__The records__:
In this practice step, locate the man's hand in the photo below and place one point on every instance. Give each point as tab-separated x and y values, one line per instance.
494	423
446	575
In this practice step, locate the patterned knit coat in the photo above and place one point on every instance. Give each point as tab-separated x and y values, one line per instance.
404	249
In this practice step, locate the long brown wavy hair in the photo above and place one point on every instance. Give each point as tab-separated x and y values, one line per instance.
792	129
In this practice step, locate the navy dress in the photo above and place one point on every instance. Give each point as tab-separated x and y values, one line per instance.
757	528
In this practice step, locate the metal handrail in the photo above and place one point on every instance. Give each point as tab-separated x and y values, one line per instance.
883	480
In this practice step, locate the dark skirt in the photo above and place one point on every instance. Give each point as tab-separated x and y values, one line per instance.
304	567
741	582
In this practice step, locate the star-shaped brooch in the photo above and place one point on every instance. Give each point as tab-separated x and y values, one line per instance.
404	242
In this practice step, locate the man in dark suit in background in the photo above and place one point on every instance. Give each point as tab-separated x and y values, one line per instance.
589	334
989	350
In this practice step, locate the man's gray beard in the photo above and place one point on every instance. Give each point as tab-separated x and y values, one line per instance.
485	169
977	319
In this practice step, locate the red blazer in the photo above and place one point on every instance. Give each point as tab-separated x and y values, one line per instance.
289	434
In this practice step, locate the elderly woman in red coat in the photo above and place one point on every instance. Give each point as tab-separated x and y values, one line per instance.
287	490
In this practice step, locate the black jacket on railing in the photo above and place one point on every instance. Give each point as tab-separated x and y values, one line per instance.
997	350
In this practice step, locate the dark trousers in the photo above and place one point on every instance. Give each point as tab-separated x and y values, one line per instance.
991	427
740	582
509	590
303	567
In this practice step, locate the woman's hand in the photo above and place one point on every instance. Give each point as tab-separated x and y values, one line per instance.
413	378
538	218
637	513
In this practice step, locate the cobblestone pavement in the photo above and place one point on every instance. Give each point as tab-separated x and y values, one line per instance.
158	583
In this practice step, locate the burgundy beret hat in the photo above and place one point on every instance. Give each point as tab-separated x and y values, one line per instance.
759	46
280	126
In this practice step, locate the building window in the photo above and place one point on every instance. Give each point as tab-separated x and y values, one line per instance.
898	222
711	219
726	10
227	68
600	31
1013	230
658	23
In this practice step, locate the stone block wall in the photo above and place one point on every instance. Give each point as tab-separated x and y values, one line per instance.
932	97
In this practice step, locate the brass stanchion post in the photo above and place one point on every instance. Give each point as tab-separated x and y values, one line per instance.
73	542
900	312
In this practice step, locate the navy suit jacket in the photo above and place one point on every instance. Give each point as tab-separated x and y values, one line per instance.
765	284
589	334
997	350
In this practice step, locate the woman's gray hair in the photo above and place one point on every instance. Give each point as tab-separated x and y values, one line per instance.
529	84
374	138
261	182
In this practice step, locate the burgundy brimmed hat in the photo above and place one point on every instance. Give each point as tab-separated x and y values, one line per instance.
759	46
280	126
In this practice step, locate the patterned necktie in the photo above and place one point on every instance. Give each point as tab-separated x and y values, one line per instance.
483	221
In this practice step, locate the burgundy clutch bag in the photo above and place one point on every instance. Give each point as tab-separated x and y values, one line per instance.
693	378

__Exercise task__: Could you transcribe all of the data above, reproducing every line without a single change?

__Task output__:
In this practice step, locate the man's hand in the photo below and place one point on every instance. Give each point as tab-separated x and y values, one line per instance.
494	423
446	575
In this practice step, locate the patterned knit coat in the photo above and place one point on every instance. Give each point as tab-separated x and y values, one line per instance.
404	249
In this practice step, locate the long brown wavy hair in the photo above and place one point on every instance. Give each point as tab-separated x and y values, one line per instance.
792	129
In this practice step, locate the navy dress in the photo above and place one point on every instance. Give each point as tab-separated x and y values, one line per instance.
757	528
In this practice step, locate the metal handrail in the photo above and place one point on every instance. Give each point as tab-separated x and y values, one line per instance.
883	480
In this practice step, locate the dark skirt in the photo above and place one point on every instance. Give each point as tab-separated x and y values, one line per instance.
304	567
741	582
In this practice step, locate the star-shaped brooch in the photo above and place one point on every instance. Give each point as tab-separated x and y values, one line per instance.
404	242
In this practice step, locate the man in dark suit in background in the photo above and place one point on every instance. Give each point as tab-separated x and y values, one line per instance.
589	334
989	350
In this practice step, locate the man's gray beard in the photo above and place one point on every instance. Give each point as tab-separated x and y values, one line per instance.
485	169
977	319
In this practice step, locate the red blazer in the photo above and place one point on every instance. Give each point as tab-separated x and y values, one line per instance.
289	434
In this practice step, locate the elderly woman in red coat in the photo above and place one point on every instance. Give each point as tab-separated x and y values, one line per instance.
287	490
In this practice step, locate the black jacket on railing in the photo above and place one point on every instance. Give each point as tab-separated x and y values, one line per instance.
997	350
In this practice step, locate the dark trousers in the photo above and place one point on every instance. Give each point as tab-separated x and y values, one line per instance.
991	427
740	582
509	590
303	567
In this practice step, locate the woman's hand in the photo above and place one point on every instance. Give each point as tab-separated x and y values, one line per instance.
413	378
538	218
637	513
In this practice step, locate the cobblestone pavement in the photo above and place one point on every instance. Give each point as tab-separated x and y values, one line per instance.
158	583
In this practice step, locate the burgundy beret hat in the photo above and place one point on every instance. Give each point as tab-separated x and y values, one line per instance.
759	46
280	126
In this practice step, locate the building window in the photo above and place one point on every instance. Give each point as tab-separated x and y values, one line per instance.
898	222
711	219
726	10
227	68
600	31
1013	230
658	23
In this practice step, locate the stone block wall in the photo above and place one point on every instance. Give each point as tab-separated x and y values, one line per instance.
932	97
In this practice step, locate the brass stanchion post in the photo above and place one point on every instance. Give each point as tab-separated x and y values, one line per instance.
73	542
900	312
In this practice step, locate the navy suit jacket in the photo above and place one point on every instance. Give each point as tab-separated x and y values, one line per instance.
765	284
589	334
997	350
In this practice step, locate the woman's gray hair in the photo above and place one point on every instance. Give each point as tab-separated x and y values, one line per instance.
529	84
374	138
261	182
In this practice step, locate the burgundy brimmed hat in the photo above and place one point on every instance. Give each point as tab-separated x and y values, one line per instance.
759	46
280	126
In this practice step, locate the patterned necktie in the photo above and place one point on every instance. Give each point as tab-separated x and y values, one line per instance.
483	221
In this practice step, locate the burgundy clutch bag in the photo above and place one point on every instance. Give each point as tab-separated x and y values, one line per instance.
693	378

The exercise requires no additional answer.